## EXERCISE BRIEF:
Scan the entries for the string "tall" and give the number of lines that have it, nothing further.

(Dataset entries)
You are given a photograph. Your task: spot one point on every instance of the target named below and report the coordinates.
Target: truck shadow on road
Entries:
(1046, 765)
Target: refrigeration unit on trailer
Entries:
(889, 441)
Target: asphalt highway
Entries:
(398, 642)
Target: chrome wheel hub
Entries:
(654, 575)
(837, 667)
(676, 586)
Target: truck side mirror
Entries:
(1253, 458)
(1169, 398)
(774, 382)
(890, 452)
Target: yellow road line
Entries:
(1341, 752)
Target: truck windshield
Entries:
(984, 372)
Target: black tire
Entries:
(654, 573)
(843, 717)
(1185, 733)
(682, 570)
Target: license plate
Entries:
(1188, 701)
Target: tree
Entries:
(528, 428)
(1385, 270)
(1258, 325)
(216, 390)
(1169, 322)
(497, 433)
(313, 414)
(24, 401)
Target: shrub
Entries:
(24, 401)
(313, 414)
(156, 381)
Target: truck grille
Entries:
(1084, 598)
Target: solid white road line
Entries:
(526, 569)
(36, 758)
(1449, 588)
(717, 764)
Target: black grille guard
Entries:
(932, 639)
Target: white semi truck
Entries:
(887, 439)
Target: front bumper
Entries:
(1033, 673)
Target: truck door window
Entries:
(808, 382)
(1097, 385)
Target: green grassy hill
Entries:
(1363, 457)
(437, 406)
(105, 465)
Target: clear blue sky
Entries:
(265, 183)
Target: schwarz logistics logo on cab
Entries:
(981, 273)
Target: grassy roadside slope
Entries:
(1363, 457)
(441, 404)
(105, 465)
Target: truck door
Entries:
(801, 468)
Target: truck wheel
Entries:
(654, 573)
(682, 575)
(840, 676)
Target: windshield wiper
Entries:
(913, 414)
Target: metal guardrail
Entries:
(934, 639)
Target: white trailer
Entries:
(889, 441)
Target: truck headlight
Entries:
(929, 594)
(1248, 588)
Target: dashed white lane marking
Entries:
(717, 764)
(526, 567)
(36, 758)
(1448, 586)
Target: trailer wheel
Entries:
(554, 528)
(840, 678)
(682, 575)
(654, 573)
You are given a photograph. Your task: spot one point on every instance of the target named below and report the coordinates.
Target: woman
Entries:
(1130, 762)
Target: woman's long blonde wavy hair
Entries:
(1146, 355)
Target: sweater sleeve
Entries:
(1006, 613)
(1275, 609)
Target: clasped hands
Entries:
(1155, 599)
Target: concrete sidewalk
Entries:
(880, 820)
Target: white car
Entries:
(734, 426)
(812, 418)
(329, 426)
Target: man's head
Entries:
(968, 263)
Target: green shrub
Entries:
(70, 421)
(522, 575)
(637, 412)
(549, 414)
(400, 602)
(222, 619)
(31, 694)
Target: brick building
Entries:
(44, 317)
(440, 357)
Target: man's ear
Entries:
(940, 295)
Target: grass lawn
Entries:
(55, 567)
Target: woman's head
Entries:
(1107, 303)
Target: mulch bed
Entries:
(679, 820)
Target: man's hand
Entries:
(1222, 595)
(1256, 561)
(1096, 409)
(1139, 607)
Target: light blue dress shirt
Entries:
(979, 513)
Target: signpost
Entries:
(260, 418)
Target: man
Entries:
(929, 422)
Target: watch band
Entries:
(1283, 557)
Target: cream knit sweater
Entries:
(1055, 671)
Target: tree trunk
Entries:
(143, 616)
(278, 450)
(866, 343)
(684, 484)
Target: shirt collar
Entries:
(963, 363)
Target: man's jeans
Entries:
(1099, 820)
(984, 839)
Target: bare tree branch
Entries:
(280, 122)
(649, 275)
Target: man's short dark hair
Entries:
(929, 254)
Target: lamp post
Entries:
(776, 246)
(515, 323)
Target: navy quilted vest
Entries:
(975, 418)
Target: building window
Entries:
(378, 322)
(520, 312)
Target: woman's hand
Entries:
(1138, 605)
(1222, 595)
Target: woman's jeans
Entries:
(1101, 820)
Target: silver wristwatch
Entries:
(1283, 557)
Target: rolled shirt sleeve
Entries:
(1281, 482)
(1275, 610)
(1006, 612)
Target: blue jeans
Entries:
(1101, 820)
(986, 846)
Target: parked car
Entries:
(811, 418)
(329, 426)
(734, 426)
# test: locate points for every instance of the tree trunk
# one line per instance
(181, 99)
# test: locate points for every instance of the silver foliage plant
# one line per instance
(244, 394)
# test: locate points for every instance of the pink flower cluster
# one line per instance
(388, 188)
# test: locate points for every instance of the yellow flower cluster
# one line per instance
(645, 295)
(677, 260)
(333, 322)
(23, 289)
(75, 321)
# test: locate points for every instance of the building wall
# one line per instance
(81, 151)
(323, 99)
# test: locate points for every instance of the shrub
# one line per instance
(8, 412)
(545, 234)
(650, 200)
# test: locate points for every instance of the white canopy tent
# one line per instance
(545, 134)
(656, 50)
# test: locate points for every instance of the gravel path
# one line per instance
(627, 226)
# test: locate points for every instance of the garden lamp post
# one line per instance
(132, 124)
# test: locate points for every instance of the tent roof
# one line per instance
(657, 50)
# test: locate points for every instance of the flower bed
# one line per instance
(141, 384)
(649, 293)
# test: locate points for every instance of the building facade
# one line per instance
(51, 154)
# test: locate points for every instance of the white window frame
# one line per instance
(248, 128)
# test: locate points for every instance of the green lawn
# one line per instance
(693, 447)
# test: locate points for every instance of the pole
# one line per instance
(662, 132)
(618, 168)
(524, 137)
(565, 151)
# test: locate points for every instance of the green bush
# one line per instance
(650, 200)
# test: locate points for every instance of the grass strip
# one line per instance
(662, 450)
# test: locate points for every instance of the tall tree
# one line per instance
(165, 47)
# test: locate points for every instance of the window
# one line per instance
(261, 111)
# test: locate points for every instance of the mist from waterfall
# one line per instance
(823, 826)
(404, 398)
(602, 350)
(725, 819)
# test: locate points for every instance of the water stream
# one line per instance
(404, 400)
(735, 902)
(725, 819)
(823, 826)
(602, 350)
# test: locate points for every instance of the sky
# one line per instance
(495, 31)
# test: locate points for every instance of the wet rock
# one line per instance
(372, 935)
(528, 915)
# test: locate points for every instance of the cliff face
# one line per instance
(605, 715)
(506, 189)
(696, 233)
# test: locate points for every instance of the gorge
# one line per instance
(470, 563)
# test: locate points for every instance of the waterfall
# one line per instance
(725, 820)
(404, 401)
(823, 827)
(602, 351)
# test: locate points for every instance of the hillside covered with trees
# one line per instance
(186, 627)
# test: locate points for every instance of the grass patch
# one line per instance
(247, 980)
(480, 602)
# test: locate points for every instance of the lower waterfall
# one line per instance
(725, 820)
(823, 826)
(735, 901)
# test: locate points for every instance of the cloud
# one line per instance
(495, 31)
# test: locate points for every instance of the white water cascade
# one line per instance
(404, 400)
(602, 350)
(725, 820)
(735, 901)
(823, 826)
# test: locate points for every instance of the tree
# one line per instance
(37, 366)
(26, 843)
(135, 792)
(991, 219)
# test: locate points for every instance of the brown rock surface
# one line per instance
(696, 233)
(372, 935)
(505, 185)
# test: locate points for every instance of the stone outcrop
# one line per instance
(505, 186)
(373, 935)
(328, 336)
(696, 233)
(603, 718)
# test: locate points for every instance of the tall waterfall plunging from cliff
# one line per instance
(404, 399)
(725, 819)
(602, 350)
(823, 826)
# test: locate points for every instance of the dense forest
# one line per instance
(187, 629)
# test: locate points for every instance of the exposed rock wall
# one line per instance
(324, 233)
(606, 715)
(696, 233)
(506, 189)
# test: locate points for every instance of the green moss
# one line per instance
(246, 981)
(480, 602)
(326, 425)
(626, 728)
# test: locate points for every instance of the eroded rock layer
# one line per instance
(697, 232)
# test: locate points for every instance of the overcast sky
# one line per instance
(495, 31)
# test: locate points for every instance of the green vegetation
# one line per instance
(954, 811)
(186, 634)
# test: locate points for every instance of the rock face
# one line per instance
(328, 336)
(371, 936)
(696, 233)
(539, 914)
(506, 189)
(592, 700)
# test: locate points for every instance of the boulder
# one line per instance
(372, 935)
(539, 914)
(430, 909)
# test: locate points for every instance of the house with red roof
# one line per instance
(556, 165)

## SOLUTION:
2